[Start]

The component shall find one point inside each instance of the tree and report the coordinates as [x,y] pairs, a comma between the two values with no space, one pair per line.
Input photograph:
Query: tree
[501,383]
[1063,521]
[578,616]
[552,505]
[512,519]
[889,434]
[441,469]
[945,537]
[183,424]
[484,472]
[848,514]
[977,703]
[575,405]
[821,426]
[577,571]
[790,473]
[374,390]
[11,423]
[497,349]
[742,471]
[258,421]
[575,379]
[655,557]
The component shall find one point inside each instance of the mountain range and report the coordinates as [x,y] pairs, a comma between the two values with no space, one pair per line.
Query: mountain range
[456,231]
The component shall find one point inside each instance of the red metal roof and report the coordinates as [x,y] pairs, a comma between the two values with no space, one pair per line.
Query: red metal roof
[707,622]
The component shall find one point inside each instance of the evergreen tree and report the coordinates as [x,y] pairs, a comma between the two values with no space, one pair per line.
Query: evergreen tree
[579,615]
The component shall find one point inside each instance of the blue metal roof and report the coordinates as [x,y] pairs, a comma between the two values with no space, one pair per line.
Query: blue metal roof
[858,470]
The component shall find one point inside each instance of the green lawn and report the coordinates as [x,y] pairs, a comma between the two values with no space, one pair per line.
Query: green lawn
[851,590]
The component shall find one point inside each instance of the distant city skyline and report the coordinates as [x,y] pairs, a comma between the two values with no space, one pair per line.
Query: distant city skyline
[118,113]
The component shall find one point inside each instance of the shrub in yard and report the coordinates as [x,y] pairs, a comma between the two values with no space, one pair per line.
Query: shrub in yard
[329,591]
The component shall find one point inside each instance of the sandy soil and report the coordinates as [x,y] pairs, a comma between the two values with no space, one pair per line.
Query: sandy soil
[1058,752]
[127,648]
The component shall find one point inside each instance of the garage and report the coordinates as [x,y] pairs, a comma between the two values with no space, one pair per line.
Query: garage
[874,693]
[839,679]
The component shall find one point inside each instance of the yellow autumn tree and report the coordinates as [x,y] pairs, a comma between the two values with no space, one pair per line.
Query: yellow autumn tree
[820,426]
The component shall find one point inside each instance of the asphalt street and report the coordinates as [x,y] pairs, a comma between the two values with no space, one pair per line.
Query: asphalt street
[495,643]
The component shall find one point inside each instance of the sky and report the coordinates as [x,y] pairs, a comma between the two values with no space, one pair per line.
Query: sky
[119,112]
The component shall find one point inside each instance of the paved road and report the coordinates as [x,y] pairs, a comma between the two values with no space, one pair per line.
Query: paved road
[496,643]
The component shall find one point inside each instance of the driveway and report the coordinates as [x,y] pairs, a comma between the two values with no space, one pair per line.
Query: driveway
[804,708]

[End]

■ Exercise description: Rewrite all of the rows above as a two-column CSV with the headers input and output, giving one line per row. Put each row's text in input and its answer in output, each as a single quoted field with line breaks replaced by spaces.

■ Finished exercise:
input,output
"The component shall find one point inside each instance of the tree and report the coordinates as [x,y] pairs, a comma between the two values with no space, one pair per line. Input photograph: Query: tree","[501,383] [1063,521] [578,616] [552,505] [512,519] [889,434] [441,469] [945,537] [183,424] [484,472] [848,514] [977,703] [575,405] [821,426] [577,571] [790,473] [374,390] [11,423] [497,349] [742,471] [258,421] [575,379] [655,557]"
"The component shall find one point inside each instance of the mountain range and report the coordinates as [x,y] pairs, a comma between the two values with no space, one pair per line. Query: mountain range","[456,231]"
"The component shall find one point inside each instance of the red metal roof and report the coordinates as [x,y] pairs, a comma between the two values with no space, one pair per line. Query: red metal roof","[707,622]"
"The component shall find one point inside each instance of the evergreen tree and report the coordinates as [x,y] pairs, a comma between the two values with no space, one pair per line. Query: evergreen tree","[579,615]"
"The component shall find one point inside each instance of the blue metal roof and report the coordinates as [x,y] pairs, a comma between the two values with no space, one pair per line. Query: blue metal roof","[858,470]"
"The component shall find one point inside each instance of the green lawn and report the coordinates as [x,y] pairs, a comma between the two values with no space, one pair per line. Query: green lawn","[851,590]"
"The component shall find one point inside each instance of the distant city skyline and report the coordinates as [x,y] pairs, a comma between the two values with no space, one pair per line. Query: distant city skyline","[118,113]"
"The component shall find one point inside each instance of the shrub in yard and report the coordinates as [x,y] pairs, a comma between the two values with no space, one pair per line. Query: shrub in yard","[329,591]"
"The component shall find one point inside each instance of the sandy soil and report the coordinates as [x,y] pairs, a comma between the two values with no space, one pair per line. Query: sandy soil","[1058,752] [127,648]"
"The component shall find one point inside each instance of the garage and report the coordinates as [x,y] pairs, a comma between the two values with no space, one pair per line. Query: garage","[874,693] [839,679]"
"The component shall find one point inside each instance of the yellow autumn tree and report the coordinates as [x,y] pairs, a comma between the two values with no space, one pair per line. Query: yellow autumn tree","[820,426]"
"The component shall find one point inside each instance of the asphalt street and report the coordinates as [x,y] pairs, a comma between the two values with no space, one pair per line. Query: asphalt street","[495,643]"
"The component shall find one point inside each instance of the sky and report the coordinates as [x,y] pairs, a comma between the two values with no space, one pair per line. Query: sky","[119,112]"
"The component shall find one point inside each instance of the paved road and report the coordinates as [x,y] pairs, a comma between the two values with no space, one pair per line. Query: paved road","[496,643]"
"The component shall find one point inside each instance of the driveway and report the coordinates as [x,y] pairs, a comma between the two values with no space, one pair per line. Query: driveway","[804,708]"